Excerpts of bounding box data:
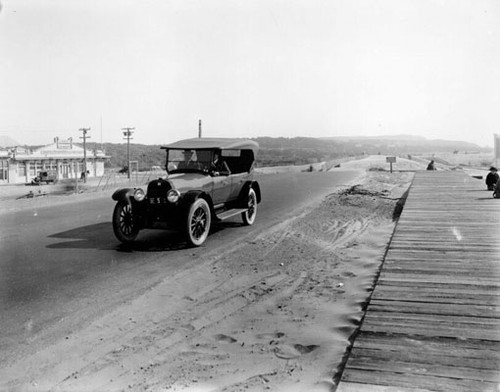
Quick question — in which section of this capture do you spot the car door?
[212,175,231,206]
[229,173,248,200]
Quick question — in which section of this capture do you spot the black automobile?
[112,138,261,246]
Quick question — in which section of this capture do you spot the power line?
[122,127,135,180]
[79,127,90,183]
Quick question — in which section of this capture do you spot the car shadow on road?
[47,222,191,253]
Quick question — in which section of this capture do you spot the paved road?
[0,172,360,365]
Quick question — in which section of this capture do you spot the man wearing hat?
[486,166,498,191]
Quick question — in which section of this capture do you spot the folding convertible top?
[161,138,259,155]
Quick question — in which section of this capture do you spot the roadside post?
[385,157,396,173]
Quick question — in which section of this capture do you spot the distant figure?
[486,166,499,191]
[493,179,500,199]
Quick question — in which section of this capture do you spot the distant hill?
[0,135,21,148]
[22,135,488,170]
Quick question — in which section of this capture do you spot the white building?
[0,137,110,184]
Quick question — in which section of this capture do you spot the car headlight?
[134,188,146,201]
[167,189,181,203]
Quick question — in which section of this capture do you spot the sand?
[0,158,413,391]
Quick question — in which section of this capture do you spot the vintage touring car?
[112,138,261,246]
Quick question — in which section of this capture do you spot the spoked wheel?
[113,201,139,243]
[241,188,257,226]
[186,199,211,246]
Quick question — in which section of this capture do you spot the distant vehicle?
[112,138,261,246]
[31,170,57,185]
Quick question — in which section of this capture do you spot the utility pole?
[122,128,135,180]
[79,127,90,183]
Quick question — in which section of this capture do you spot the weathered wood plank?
[342,368,497,392]
[368,299,500,318]
[347,349,500,382]
[337,171,500,392]
[354,333,500,356]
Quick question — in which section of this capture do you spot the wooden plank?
[347,349,500,382]
[379,270,500,286]
[335,381,438,392]
[353,333,500,356]
[368,299,500,322]
[372,286,500,306]
[376,281,500,295]
[341,368,497,392]
[361,312,500,342]
[337,171,500,392]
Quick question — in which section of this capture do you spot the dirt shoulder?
[0,171,413,391]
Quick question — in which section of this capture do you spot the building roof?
[162,138,259,154]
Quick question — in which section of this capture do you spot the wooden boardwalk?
[337,171,500,392]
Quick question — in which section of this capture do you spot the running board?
[216,208,248,220]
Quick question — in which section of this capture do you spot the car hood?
[167,173,211,193]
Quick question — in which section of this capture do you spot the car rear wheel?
[241,188,257,226]
[113,201,139,243]
[186,199,211,246]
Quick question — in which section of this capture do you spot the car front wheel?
[241,188,257,226]
[113,201,139,243]
[186,199,211,246]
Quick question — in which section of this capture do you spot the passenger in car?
[178,150,197,169]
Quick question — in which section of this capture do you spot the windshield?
[167,149,213,173]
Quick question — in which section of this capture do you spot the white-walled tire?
[113,200,139,244]
[186,198,211,246]
[241,188,257,226]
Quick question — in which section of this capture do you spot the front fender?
[179,191,215,215]
[238,181,262,205]
[111,188,135,203]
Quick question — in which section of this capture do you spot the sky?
[0,0,500,147]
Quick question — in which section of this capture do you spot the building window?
[0,161,8,181]
[17,162,26,177]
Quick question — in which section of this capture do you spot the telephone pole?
[79,127,90,183]
[122,128,135,180]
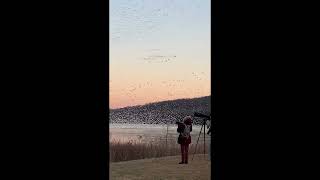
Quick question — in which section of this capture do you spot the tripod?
[192,119,207,160]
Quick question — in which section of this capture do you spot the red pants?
[181,144,189,163]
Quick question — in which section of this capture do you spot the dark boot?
[184,145,189,164]
[179,145,185,164]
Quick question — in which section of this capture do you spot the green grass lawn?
[109,154,211,180]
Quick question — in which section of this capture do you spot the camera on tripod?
[194,112,211,121]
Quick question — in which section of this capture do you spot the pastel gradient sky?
[109,0,211,109]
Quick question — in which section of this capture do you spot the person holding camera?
[177,116,192,164]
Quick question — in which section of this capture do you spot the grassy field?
[109,154,211,180]
[109,139,209,162]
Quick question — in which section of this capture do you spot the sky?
[109,0,211,109]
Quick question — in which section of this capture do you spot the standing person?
[177,116,192,164]
[207,115,212,161]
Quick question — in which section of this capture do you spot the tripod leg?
[192,126,203,160]
[203,121,206,158]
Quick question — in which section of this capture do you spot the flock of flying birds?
[109,72,205,102]
[109,0,210,105]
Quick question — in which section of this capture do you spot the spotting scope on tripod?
[192,112,211,160]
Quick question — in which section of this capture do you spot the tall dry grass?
[109,139,209,162]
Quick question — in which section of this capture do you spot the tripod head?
[194,112,211,124]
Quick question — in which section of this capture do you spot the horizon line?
[109,94,211,111]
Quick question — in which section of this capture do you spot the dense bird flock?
[109,96,211,124]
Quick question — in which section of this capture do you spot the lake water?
[109,124,210,143]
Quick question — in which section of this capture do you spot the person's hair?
[183,116,192,125]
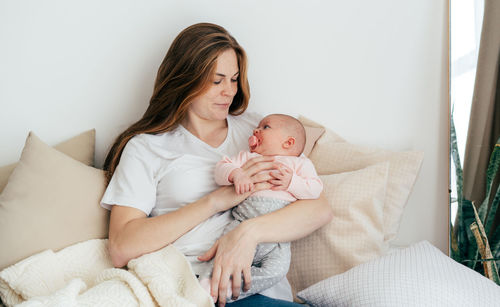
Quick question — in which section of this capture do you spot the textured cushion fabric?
[298,241,500,307]
[301,118,423,242]
[287,162,389,295]
[303,125,325,156]
[0,133,109,270]
[0,129,95,193]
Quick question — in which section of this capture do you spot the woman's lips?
[215,103,231,109]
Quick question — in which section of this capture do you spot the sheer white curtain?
[450,0,484,222]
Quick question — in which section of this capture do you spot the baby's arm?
[271,157,323,199]
[215,151,253,194]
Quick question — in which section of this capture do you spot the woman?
[101,23,331,306]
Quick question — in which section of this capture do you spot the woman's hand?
[241,156,280,184]
[198,221,258,306]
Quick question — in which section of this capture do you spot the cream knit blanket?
[0,240,214,307]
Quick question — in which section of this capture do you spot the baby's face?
[248,115,288,156]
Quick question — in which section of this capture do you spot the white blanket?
[0,240,214,307]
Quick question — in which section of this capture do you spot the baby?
[200,114,323,298]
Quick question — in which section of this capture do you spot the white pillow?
[298,241,500,307]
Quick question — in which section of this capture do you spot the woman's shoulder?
[124,130,184,158]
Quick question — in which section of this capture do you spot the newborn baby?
[200,114,323,299]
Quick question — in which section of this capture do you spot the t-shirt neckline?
[179,115,231,150]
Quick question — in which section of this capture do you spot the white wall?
[0,0,448,251]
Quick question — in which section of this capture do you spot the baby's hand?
[269,164,293,191]
[230,169,253,194]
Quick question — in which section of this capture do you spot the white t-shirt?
[101,112,292,301]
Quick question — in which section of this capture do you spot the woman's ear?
[283,136,295,149]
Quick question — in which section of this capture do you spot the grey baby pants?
[201,196,291,302]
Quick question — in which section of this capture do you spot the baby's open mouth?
[248,135,259,152]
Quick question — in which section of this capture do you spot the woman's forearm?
[109,197,218,267]
[241,194,333,243]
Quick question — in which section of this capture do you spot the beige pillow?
[299,118,424,241]
[287,162,389,297]
[0,133,109,270]
[0,129,95,193]
[303,125,325,156]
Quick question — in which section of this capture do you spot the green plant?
[450,114,500,285]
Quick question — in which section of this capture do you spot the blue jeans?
[226,294,304,307]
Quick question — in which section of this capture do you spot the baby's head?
[248,114,306,156]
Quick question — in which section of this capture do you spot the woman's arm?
[109,157,274,267]
[109,186,256,267]
[200,195,333,306]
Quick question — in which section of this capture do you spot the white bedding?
[0,240,213,307]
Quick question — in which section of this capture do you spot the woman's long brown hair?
[103,23,250,182]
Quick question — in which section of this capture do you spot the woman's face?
[188,49,239,120]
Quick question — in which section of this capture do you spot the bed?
[0,117,500,306]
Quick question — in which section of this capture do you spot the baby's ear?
[283,136,295,149]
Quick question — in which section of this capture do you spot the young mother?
[102,23,332,306]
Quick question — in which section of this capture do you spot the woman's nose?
[222,79,238,96]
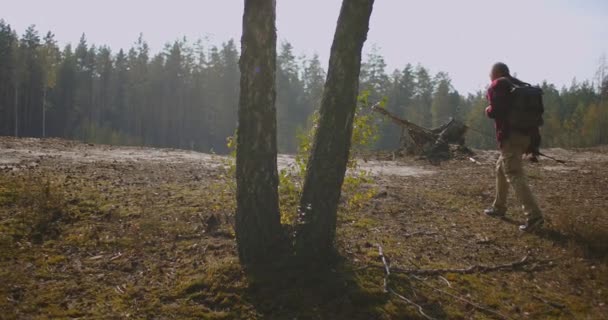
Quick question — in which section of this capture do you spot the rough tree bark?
[236,0,281,265]
[296,0,374,259]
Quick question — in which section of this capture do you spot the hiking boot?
[483,207,507,217]
[519,217,545,232]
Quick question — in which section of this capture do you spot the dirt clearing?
[0,138,608,319]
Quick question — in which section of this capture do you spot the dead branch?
[412,276,510,319]
[393,255,528,276]
[533,295,566,310]
[378,245,435,320]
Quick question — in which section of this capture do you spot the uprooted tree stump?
[372,104,473,161]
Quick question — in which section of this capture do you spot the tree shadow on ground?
[176,254,448,320]
[500,217,608,259]
[246,258,446,319]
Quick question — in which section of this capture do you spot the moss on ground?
[0,146,608,319]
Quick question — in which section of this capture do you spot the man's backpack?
[507,81,545,130]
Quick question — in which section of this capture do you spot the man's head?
[490,62,511,81]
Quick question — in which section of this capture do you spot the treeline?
[0,21,608,153]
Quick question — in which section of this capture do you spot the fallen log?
[372,104,468,160]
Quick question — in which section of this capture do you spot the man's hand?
[486,106,494,119]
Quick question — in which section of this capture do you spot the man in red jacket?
[485,62,544,231]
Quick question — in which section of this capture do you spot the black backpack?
[507,81,545,130]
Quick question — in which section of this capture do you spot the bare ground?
[0,137,608,319]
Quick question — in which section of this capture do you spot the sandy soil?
[0,137,608,319]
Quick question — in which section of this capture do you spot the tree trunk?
[14,85,19,137]
[296,0,374,259]
[236,0,281,265]
[42,86,46,138]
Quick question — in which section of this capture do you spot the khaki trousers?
[493,132,541,219]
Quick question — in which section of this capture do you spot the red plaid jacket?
[486,78,540,153]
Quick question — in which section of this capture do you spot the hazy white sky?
[0,0,608,92]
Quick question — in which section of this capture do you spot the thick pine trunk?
[236,0,281,265]
[42,86,46,138]
[296,0,374,259]
[14,85,19,137]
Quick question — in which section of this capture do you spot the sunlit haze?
[0,0,608,93]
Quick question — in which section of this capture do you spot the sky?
[0,0,608,93]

*Exercise requirements*. Recast the rows above, everything from the line containing "the dirt clearing?" down to the line containing "[486,106,494,119]", both included, as a two-column CSV headed text and answer. Give one CSV line per row, and put each field in quotation marks with its line breaks turned into spaces.

*The reply*.
text,answer
"Quick question — in which section of this capture do you spot the dirt clearing?","[0,138,608,319]"
"Quick question — in which section of this capture do you spot the dead branch?","[412,276,510,319] [393,255,528,276] [533,295,566,310] [378,245,435,320]"
"Quick question — in which section of this capture do you spot the uprooted tree stump?","[372,104,473,161]"
"Quick question — in which section of this capture do you spot the tree shadow on ground?","[176,254,448,320] [500,217,608,259] [246,258,446,319]"
"Quick question — in which section of this capture do you spot the moss on ground?","[0,146,608,319]"
"Quick question — in which section of this capture do you spot the man's backpack?","[507,81,545,130]"
"Quick question — in which section of this capture do you spot the man's head?","[490,62,511,81]"
"Quick question — in which section of this capture do you spot the treeline?","[0,21,608,153]"
"Quick question — in which section of this capture do you spot the fallen log?","[372,104,468,160]"
"Quick question — in which section of this capture do you spot the man's hand?","[486,106,494,119]"